▶ [Data shown]:
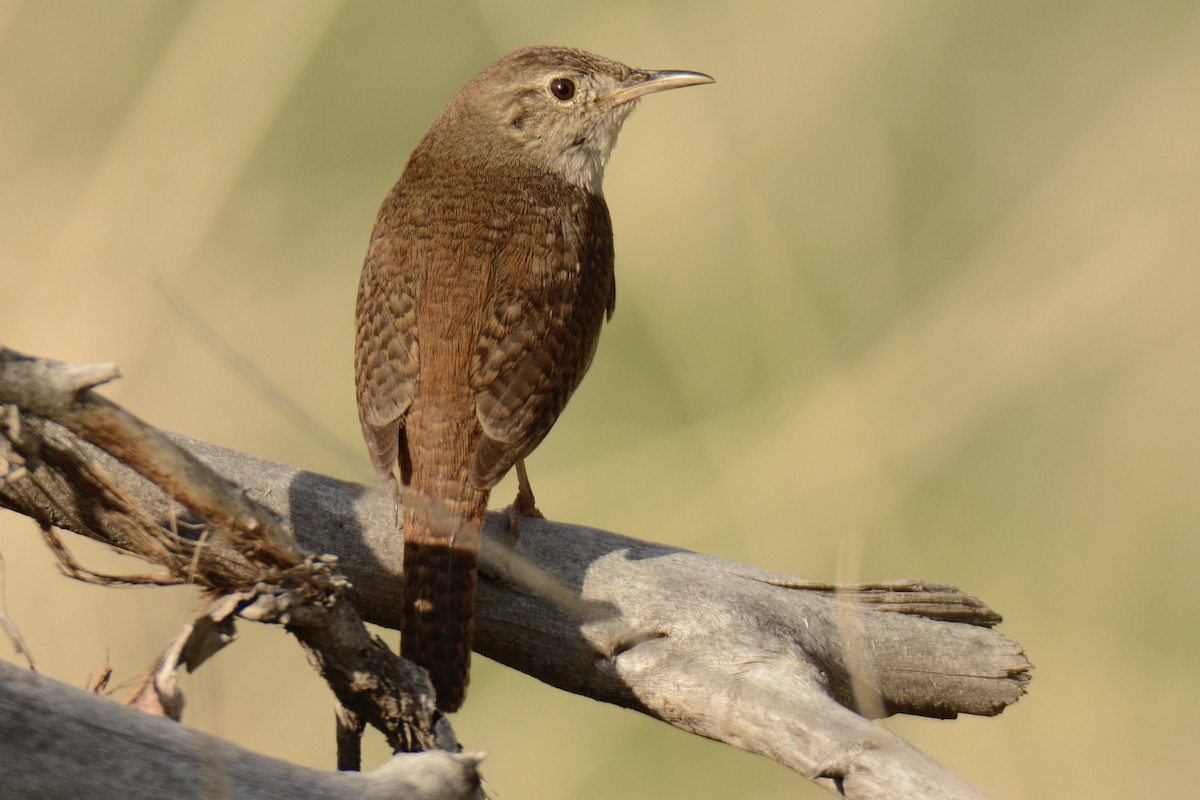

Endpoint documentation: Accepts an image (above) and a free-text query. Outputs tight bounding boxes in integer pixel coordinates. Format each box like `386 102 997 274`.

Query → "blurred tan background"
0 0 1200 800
---
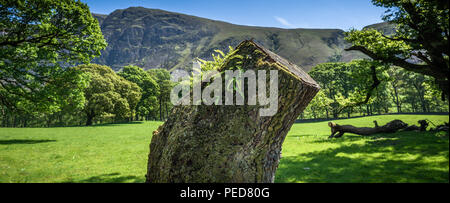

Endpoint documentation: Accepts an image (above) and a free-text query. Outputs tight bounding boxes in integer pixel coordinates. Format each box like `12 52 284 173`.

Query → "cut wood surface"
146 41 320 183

▶ [Instruction]: Show each line of the records above that contains the string "pixel". Case counts.

▶ [Answer to this exercise]:
Endpoint documentation: Accepts an image (above) and a free-text query. Outputs tight bounding boxes in integer pixel coordinates. Format each box like `386 102 997 274`.
Endpoint documentation: Accepts an image (above) and a free-text query. Outputs tight bounding boxes in integer pixel coordinates. Format each box like `12 52 284 173`.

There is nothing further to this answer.